[[ DATASET CONTENT, beginning ]]

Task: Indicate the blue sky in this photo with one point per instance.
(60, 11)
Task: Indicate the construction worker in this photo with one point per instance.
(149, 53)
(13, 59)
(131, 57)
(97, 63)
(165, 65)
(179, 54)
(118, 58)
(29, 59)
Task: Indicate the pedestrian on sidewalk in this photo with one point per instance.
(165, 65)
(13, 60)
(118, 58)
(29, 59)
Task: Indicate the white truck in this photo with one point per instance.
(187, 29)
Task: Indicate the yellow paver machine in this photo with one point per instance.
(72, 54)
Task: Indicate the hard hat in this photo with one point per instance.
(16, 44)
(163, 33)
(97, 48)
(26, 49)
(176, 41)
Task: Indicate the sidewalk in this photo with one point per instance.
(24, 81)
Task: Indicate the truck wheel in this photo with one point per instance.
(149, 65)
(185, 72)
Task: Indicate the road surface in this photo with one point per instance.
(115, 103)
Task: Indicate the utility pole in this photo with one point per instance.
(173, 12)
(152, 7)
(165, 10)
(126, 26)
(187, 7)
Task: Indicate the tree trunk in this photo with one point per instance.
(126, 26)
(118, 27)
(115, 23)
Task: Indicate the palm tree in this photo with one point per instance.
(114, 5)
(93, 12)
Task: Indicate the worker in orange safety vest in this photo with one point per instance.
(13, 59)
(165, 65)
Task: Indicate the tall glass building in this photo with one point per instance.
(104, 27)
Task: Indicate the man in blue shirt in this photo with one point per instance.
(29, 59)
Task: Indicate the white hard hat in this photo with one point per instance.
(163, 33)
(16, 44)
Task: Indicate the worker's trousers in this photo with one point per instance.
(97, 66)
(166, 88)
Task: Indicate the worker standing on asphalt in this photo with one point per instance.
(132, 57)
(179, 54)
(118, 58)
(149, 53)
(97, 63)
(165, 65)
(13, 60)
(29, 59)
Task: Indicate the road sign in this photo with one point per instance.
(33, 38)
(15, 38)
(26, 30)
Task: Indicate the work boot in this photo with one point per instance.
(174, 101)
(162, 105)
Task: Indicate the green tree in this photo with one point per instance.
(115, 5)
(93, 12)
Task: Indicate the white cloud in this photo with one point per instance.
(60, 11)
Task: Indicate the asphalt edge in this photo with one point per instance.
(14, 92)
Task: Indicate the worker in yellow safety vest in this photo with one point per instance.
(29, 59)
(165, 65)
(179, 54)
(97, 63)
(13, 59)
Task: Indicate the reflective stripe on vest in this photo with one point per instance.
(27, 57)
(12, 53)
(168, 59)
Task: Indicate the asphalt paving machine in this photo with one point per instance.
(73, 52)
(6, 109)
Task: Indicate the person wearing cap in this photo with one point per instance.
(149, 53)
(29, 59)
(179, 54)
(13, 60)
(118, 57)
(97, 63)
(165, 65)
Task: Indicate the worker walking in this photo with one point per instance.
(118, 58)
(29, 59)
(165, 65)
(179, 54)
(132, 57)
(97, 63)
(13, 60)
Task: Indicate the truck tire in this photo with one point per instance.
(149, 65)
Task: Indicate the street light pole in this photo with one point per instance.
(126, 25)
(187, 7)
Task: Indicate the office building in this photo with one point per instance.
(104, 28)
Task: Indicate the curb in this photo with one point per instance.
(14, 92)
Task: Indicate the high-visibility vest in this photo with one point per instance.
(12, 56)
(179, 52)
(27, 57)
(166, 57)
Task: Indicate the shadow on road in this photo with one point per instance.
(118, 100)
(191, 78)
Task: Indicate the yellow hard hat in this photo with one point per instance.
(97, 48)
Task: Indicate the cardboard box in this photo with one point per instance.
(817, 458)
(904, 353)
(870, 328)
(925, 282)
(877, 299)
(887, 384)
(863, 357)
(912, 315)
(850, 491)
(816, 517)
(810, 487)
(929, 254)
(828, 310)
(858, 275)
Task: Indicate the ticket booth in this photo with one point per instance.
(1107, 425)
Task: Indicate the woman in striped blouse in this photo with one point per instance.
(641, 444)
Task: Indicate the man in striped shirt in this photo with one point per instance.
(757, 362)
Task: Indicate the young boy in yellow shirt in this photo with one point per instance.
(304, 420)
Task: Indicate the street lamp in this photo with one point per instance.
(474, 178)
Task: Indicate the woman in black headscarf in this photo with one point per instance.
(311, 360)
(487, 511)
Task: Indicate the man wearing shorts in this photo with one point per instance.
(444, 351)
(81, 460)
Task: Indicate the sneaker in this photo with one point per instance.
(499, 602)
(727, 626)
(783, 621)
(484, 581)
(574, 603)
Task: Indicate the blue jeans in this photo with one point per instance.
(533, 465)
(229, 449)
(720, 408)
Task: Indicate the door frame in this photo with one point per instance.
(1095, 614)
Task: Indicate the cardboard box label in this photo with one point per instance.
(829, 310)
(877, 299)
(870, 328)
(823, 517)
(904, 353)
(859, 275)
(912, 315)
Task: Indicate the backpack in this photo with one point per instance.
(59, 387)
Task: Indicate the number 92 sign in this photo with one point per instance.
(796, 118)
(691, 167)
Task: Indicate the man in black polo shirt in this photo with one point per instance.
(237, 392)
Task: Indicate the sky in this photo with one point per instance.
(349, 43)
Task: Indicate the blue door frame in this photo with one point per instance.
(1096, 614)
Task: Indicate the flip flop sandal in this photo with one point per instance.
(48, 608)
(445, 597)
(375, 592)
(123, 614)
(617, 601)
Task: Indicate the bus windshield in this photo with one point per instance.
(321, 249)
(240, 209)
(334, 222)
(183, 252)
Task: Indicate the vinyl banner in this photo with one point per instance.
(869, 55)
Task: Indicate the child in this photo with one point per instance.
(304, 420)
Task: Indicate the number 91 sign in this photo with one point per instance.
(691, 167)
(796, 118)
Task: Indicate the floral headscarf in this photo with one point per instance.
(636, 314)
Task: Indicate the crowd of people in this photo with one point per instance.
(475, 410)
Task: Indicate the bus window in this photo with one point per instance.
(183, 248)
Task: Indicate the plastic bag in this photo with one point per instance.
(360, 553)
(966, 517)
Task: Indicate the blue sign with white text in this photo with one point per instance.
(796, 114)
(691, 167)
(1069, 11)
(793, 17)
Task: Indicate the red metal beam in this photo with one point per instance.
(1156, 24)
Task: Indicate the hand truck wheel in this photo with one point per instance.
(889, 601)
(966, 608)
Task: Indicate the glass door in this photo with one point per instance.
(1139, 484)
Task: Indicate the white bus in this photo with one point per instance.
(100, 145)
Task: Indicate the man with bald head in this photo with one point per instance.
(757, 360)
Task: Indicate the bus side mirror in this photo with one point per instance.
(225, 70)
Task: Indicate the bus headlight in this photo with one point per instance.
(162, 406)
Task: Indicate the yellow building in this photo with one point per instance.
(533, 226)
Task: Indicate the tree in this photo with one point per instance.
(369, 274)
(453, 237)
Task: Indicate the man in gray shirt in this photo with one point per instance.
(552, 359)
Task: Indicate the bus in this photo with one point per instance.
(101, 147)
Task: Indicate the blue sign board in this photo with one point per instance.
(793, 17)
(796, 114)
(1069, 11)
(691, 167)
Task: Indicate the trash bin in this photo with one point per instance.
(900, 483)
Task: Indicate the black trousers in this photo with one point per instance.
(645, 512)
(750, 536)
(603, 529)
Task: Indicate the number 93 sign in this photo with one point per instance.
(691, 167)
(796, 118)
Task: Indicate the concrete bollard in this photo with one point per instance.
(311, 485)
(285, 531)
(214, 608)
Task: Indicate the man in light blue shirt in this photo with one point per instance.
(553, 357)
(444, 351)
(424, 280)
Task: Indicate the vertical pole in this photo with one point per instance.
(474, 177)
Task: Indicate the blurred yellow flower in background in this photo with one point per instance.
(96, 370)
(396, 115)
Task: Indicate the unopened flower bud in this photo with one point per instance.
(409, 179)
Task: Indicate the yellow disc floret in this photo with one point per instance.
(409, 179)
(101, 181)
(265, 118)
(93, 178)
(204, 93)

[[ DATASET CONTENT, end ]]

PROBLEM TO WORK ON — In the entries above, copy the lines from the one that contains "Task: Indicate the blue sign board" through the last line, exactly as they appear.

TASK OUTPUT —
Task: Indicate the blue sign board in this photo with one point per instance.
(793, 17)
(796, 114)
(1069, 11)
(691, 167)
Task: Indicate the trash bin in this photo with one point per instance.
(900, 483)
Task: Indicate the black trousers in this photo with one point per instance.
(645, 512)
(750, 536)
(603, 529)
Task: Indicate the number 93 sign in this photo with one point per instance.
(691, 167)
(796, 118)
Task: Indicate the concrete bollard in this photo with one point per instance.
(311, 485)
(285, 531)
(214, 608)
Task: Indicate the man in light blue shirt in this photo with one point per instance.
(553, 357)
(444, 351)
(424, 280)
Task: Indicate the vertical pole in this photo with one point per instance.
(474, 177)
Task: Indicate the blurred yellow flower in background in this photo with one point per instance.
(96, 370)
(396, 115)
Task: Indicate the unopened flower bud in this photo with one point per instance.
(409, 179)
Task: Indicate the yellow disc floret in this photo with one point per instance.
(409, 179)
(101, 181)
(265, 118)
(93, 178)
(204, 93)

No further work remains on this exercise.